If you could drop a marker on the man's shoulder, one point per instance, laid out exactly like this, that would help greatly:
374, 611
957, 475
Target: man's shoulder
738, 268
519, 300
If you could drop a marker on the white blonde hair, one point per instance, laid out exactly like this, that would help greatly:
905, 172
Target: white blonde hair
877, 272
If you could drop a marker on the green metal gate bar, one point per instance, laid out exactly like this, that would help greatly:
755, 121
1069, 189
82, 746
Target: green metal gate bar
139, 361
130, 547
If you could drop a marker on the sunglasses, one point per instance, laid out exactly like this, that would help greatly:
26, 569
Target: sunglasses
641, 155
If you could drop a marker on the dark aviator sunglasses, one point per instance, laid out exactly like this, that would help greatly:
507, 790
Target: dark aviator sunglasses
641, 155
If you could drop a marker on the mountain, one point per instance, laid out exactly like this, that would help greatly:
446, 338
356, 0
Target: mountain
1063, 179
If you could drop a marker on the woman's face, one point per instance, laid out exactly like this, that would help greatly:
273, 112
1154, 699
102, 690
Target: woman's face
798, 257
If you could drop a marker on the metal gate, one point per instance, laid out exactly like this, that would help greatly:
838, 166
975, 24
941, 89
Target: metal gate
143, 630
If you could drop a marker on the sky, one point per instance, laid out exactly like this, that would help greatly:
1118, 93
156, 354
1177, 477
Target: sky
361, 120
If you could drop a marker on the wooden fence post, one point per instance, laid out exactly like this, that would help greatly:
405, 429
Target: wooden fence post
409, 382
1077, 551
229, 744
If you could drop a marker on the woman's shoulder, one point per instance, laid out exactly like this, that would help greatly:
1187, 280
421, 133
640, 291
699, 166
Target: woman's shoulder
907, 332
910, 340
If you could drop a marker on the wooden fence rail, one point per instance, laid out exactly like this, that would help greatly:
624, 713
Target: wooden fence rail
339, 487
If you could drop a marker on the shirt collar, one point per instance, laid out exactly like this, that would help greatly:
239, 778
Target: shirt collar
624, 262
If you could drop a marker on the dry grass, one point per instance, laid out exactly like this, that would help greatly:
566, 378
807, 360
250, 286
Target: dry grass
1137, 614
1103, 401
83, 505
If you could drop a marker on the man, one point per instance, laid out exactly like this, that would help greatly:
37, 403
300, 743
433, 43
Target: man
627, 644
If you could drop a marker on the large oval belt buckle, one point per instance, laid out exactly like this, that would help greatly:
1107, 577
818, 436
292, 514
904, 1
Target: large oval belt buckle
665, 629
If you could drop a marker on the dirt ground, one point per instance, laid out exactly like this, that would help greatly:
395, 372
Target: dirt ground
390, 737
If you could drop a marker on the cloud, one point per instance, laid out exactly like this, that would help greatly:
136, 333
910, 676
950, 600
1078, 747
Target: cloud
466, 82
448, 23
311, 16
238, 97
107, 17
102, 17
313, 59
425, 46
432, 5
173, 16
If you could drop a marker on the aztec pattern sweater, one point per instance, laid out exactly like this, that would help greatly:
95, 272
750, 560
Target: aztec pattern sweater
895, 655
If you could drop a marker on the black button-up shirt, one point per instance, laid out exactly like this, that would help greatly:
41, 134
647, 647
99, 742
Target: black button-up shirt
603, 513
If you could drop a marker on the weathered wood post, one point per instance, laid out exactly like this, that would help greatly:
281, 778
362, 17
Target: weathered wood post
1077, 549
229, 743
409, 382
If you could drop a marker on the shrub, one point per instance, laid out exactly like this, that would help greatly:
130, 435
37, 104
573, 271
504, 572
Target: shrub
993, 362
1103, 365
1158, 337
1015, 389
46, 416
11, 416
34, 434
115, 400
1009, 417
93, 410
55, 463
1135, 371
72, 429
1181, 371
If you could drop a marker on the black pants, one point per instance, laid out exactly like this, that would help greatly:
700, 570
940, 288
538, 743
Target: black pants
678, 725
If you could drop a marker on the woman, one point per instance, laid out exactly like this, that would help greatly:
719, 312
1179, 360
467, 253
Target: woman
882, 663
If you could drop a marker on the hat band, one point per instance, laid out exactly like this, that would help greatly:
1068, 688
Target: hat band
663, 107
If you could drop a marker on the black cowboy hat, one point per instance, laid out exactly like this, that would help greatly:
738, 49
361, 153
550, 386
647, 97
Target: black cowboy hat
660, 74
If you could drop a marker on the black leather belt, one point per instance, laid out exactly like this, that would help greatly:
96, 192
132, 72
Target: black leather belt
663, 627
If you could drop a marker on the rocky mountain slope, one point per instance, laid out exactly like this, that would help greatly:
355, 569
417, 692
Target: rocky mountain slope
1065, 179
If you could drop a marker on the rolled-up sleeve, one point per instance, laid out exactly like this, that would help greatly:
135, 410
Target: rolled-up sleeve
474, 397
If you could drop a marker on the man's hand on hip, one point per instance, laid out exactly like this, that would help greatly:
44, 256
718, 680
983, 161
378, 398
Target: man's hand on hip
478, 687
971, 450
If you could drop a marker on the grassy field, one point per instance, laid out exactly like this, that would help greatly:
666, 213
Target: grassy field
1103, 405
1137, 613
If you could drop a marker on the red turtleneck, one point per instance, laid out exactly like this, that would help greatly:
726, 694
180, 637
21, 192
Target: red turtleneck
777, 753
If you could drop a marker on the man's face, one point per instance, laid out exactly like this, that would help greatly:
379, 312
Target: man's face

* **ACTIVITY**
Would you repeat each line above exactly as it stands?

* **REPLY TO THE TASK**
If you could drop a marker on the man's shoulder, one point per instance, laid out exactly like this, that would help greatly:
374, 611
957, 475
Target: man's shoulder
738, 268
519, 300
If you could drop a marker on the white blonde hair, one point per instance, laid out exactly like this, that would help greatly:
905, 172
Target: white blonde hair
877, 272
If you could drop a marker on the green metal gate bar, one point per instance, laid out exactly like this, that would help greatly:
755, 121
1069, 189
82, 746
Target: green metal gate bar
139, 361
130, 547
If you could drop a marker on the sunglasses, one point per instance, laid out exactly like this, that would help greatly:
26, 569
Target: sunglasses
641, 155
If you could drop a marker on the dark aviator sunglasses, one point per instance, laid out exactly like this, that would help greatly:
507, 790
Target: dark aviator sunglasses
641, 155
If you could drop a marker on the mountain, one point per instance, laid out exactly like this, that would help greatly:
446, 338
356, 0
Target: mountain
1063, 179
If you could drop a marker on the woman's face, one point per instance, laid out exactly like this, that would help greatly:
273, 112
1154, 699
102, 690
Target: woman's face
798, 257
If you could drop a marker on the metal gate, one point per instance, laid out exactly like this, that would help greatly:
838, 166
975, 24
941, 89
Target: metal gate
143, 630
If you could drop a marker on the sky, one point per instance, laid out exactly like this, that would help greatly:
1118, 93
156, 354
1177, 477
Target: sky
361, 120
If you could drop a marker on the wooden fence post, one point per instance, laid out exactly like this, that would help greatly:
405, 429
Target: wooden fence post
409, 382
1077, 551
229, 744
If you could drop a marker on the woman's shoulder, one point per instance, laid out exactly like this, that would help greatly:
1187, 280
421, 133
640, 291
699, 166
Target: woman's shoulder
907, 332
910, 340
If you could drop a marker on the wooden fence rail, one point per instance, laid out exactly like this, that would help greatly:
624, 713
Target: wooden fence rail
339, 487
If you could drop a marker on the shirt collar, one point per instance, laid out exactly like this, that would help greatly:
239, 778
Target: shirt collar
624, 262
If you could drop a marker on the dry grass, one point per instance, laid out exactly like this, that would help greatly:
566, 378
807, 360
250, 286
Target: dry grass
1137, 614
1103, 401
83, 505
If you could drop a marker on the man, one point per instance, laid out exactly like this, that would help greatly:
37, 403
300, 743
433, 43
Target: man
627, 644
If you could drop a marker on the large oval belt buckle, one point per instance, laid out exactly like this, that would help greatly:
1107, 577
818, 436
292, 514
904, 1
Target: large oval belt buckle
665, 629
If you could drop a marker on the dirt ground, one point per instance, laid out exactly like this, that would help greatly:
395, 372
Target: dirt ground
390, 737
If you could drop a marker on the cloud, one point per instance, laid out exactly like this, that would help greatly:
136, 333
910, 676
950, 600
1078, 747
Target: cloud
466, 82
448, 23
311, 16
238, 97
107, 17
102, 17
313, 59
425, 46
432, 5
173, 16
If you could drop a marker on the aztec pattern sweater, one point per instance, laid out exactly like this, that would help greatly:
95, 272
750, 560
Target: aztec pattern sweater
895, 655
If you could drop a marker on the black button-up shirt, one point per instance, laid out exactly like this, that would help greatly:
41, 134
647, 647
99, 742
Target: black button-up shirt
603, 513
If you could drop a marker on the weathered wood post, one point per instance, laid out exactly like this, that would help greatly:
281, 778
362, 17
Target: weathered wood post
1077, 549
229, 743
409, 382
If you could drop a marker on the shrub, one point per instance, laid out exactly like this, that would help greatly:
130, 435
37, 104
573, 271
504, 572
Target: shrub
993, 362
1103, 365
1158, 337
1015, 389
46, 416
11, 416
34, 434
115, 400
1009, 417
93, 410
55, 463
1135, 371
72, 429
1181, 371
If you could drop a marker on the black pants, one point per instance, laid out exactly like this, that would help greatly:
700, 570
940, 288
538, 743
Target: black pants
678, 725
If you could drop a marker on the woman, one point per instance, laid out exactly like this, that would help greatly:
719, 312
1179, 360
467, 253
Target: woman
882, 663
If you could drop a marker on the hat band, one point per instance, laid out exactly like this, that would help greatly:
1068, 688
Target: hat band
663, 107
If you could drop a marker on the black cowboy hat, one point per instance, laid out exactly like this, that would help greatly:
738, 49
361, 153
550, 386
647, 97
Target: black cowboy hat
660, 74
If you could drop a marker on the black leather belt, one point per instance, laid out exactly like this, that would help greatly:
96, 192
132, 72
Target: black leather belt
663, 627
If you could drop a marker on the rocky mountain slope, one point per instance, laid out exactly like this, that would help greatly:
355, 569
417, 692
Target: rocky mountain slope
1065, 179
If you could drop a marker on the rolled-up sleeve, one point per instance, laid out exactly like this, that would help greatly:
135, 410
Target: rolled-up sleeve
474, 397
If you could drop a marker on the man's hand on hip, one point per instance, laid out exactly like this, that would help greatly:
44, 256
718, 680
983, 161
378, 398
Target: man's hand on hip
478, 687
971, 450
If you could drop a marker on the grassy field, one point per instance, laid out exactly like this, that would help greatly:
666, 213
Target: grassy field
1103, 405
1137, 613
If you could drop a marker on the red turtleneck, one point per instance, laid out exactly like this, that would help greatly:
726, 694
180, 637
21, 192
Target: red turtleneck
777, 753
If you could drop a marker on the man's face, one point per instance, laid out exactly like this, that would help greatly:
379, 312
Target: man's face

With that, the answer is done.